■ **THE REQUEST**: Rewrite the rows below, replacing "resolver" with "annotator" everywhere and changing nothing else.

[Collection entries]
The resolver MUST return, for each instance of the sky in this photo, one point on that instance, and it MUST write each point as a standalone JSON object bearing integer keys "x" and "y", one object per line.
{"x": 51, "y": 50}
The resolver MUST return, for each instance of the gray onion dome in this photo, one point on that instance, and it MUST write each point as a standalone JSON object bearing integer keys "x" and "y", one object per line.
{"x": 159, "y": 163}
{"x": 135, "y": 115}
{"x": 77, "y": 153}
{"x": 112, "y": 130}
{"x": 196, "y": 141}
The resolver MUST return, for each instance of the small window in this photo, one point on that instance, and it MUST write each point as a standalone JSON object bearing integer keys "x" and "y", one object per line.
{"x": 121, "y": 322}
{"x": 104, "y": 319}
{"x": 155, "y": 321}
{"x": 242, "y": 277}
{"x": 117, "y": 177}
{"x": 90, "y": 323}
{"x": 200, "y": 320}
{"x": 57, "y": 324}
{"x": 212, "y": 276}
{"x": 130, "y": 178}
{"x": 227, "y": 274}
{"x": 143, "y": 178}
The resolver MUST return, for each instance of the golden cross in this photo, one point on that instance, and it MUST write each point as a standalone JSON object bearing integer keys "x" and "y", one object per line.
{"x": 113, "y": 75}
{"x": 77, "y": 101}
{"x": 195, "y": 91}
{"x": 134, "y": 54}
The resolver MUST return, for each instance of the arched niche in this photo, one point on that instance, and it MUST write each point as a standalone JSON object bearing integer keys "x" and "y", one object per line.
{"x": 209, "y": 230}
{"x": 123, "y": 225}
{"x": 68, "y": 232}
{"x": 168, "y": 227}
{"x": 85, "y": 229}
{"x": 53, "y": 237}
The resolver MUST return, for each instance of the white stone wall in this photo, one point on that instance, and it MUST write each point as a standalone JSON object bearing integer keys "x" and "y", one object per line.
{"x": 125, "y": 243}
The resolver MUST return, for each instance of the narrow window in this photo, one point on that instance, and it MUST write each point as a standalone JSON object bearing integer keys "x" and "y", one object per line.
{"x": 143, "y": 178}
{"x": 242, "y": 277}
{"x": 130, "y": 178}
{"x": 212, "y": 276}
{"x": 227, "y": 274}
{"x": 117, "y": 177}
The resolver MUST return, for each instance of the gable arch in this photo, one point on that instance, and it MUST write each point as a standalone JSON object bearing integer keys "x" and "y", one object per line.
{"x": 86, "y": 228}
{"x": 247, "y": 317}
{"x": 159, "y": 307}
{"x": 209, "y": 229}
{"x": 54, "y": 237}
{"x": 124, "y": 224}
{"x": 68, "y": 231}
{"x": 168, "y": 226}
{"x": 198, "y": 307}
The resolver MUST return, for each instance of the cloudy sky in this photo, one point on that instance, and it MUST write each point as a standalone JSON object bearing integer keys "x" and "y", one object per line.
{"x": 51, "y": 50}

■ **FINISHED EXERCISE**:
The annotator MUST return, for each instance of the sky in this photo, one point on that instance, and it MUST write each point as a standalone JSON object bearing integer keys "x" and "y", one object per line.
{"x": 51, "y": 50}
The annotator MUST return, for each instance of the gray onion dome in this photo, one point on that instance, and it MUST write each point as a standalone JSON object bearing integer keys "x" and "y", one object per line.
{"x": 159, "y": 163}
{"x": 135, "y": 115}
{"x": 77, "y": 153}
{"x": 112, "y": 130}
{"x": 196, "y": 141}
The annotator MUST return, for each instance of the small window in this photo, one point on that instance, and it MUST write each point as a standalone JSON object bearing integer keys "x" and "y", one object per line.
{"x": 121, "y": 322}
{"x": 104, "y": 319}
{"x": 155, "y": 321}
{"x": 242, "y": 277}
{"x": 117, "y": 177}
{"x": 90, "y": 323}
{"x": 200, "y": 320}
{"x": 57, "y": 324}
{"x": 212, "y": 276}
{"x": 130, "y": 178}
{"x": 227, "y": 274}
{"x": 143, "y": 178}
The annotator MUST return, for each instance of the golden cross in this photo, one point on that instance, and it MUST write each point as a standalone JSON object bearing integer keys "x" and "y", one object per line.
{"x": 113, "y": 75}
{"x": 77, "y": 101}
{"x": 195, "y": 91}
{"x": 134, "y": 54}
The annotator MUST return, for each instance of the arched niche in this photo, one point on that instance, and it MUST write each point as a standalone JSON object bearing integer keys "x" and "y", one object per line.
{"x": 209, "y": 230}
{"x": 123, "y": 225}
{"x": 68, "y": 232}
{"x": 168, "y": 227}
{"x": 85, "y": 229}
{"x": 53, "y": 237}
The annotator MUST return, for each instance of the white stone wall in this photo, one point on that instance, and it MUST write each point as a standalone JSON object bearing integer keys "x" and "y", one object per line.
{"x": 125, "y": 243}
The annotator MUST return, for each instance of the narrow window in this photo, one point on that instance, and it MUST write each point as a standalone JSON object bearing integer keys "x" and "y", one object per line.
{"x": 143, "y": 178}
{"x": 242, "y": 277}
{"x": 130, "y": 178}
{"x": 212, "y": 276}
{"x": 227, "y": 274}
{"x": 117, "y": 177}
The annotator MUST return, for each instance of the gable arch in this photo, one point on that instance, and it MUST write each point as a standalone JSON object bearing integer keys "x" and "y", one object per line.
{"x": 86, "y": 228}
{"x": 247, "y": 317}
{"x": 159, "y": 307}
{"x": 209, "y": 229}
{"x": 54, "y": 237}
{"x": 124, "y": 224}
{"x": 68, "y": 231}
{"x": 168, "y": 226}
{"x": 198, "y": 307}
The annotator MUST return, for each instance of the cloudy sky in this photo, one point on that instance, and it MUST write each point as a standalone JSON object bearing integer keys "x" and "y", one object per line.
{"x": 51, "y": 50}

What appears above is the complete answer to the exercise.